## What you are asked to do
Please rewrite the records below, switching each "warehouse robot's" to "service robot's" and leaving everything else unchanged.

Dataset rows
■ ■ ■ ■

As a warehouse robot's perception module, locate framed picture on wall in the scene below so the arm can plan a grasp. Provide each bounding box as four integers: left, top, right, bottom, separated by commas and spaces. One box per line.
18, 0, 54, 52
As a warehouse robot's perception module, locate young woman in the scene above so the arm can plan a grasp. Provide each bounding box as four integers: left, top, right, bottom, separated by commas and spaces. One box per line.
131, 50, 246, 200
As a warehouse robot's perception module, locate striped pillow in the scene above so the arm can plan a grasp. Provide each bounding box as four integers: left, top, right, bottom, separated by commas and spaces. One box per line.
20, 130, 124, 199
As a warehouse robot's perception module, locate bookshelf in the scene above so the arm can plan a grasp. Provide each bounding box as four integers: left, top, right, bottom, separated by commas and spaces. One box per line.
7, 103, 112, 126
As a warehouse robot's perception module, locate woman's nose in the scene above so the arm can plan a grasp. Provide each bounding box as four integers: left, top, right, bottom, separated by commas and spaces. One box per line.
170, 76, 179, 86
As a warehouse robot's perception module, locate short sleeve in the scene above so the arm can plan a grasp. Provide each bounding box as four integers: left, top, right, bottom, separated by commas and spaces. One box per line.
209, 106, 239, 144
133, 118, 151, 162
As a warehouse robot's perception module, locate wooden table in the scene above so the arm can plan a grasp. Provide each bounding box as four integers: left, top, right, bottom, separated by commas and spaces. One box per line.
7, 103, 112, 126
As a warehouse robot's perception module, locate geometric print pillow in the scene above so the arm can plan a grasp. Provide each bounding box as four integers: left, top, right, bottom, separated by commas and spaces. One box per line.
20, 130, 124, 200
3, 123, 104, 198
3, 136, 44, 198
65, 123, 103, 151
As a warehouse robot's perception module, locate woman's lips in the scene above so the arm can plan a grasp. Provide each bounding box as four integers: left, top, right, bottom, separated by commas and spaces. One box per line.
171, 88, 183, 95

■ ■ ■ ■

## Result for this exercise
As a service robot's perception module, locate framed picture on wall in the scene below so the arm can plan a grasp. Provide each bounding box as four integers: left, top, right, bottom, separated by commas and spaces. One box per line.
18, 0, 54, 52
As a service robot's perception module, locate young woman in the scene above so the arm can plan a grasp. Provide each bounding box as four integers: left, top, right, bottom, separated by commas and spaces. One box per line.
131, 50, 246, 200
As a service robot's perception module, locate striped pillow in the scene above so the arm can plan a grasp. Provide each bounding box as four integers: left, top, right, bottom, separated by commas and spaces. One box per line.
20, 130, 124, 199
As a service robot's perception module, locate bookshelf in the scene above so the arm can plan a grasp. Provide each bounding box as four integers: left, top, right, bottom, separated by commas and spaces. One box per line.
7, 103, 112, 126
As a service robot's perception module, locate woman's nose in the scene above so the arm can plan a grasp. Provide each bounding box as four integers: left, top, right, bottom, separated by commas and spaces. One box per line.
170, 76, 179, 86
As a service robot's perception module, locate short sleeve in the scene above so the arm can plan a grasp. Provide each bounding box as four integers: left, top, right, bottom, separated by commas and spaces. One box per line.
209, 106, 239, 144
133, 118, 151, 162
As a service robot's perception module, locate wooden table in the scene above so the arm can plan a grasp. Provide each bounding box as four integers: left, top, right, bottom, separated by commas and spaces. One box per line.
7, 103, 112, 126
As a service robot's perception module, locate geometric print pillow in the scene above so the arm can plan a grasp. Provide each bounding box as four integers: left, top, right, bottom, separated by commas and spaces. One box per line.
20, 130, 124, 200
3, 123, 104, 198
3, 136, 44, 198
65, 123, 103, 151
As a service robot's perception module, locate woman's lips in the scene above so the arm can plan a grasp. Provide each bounding box as four integers: left, top, right, bottom, separated by commas and spaces. One box per line.
171, 88, 183, 95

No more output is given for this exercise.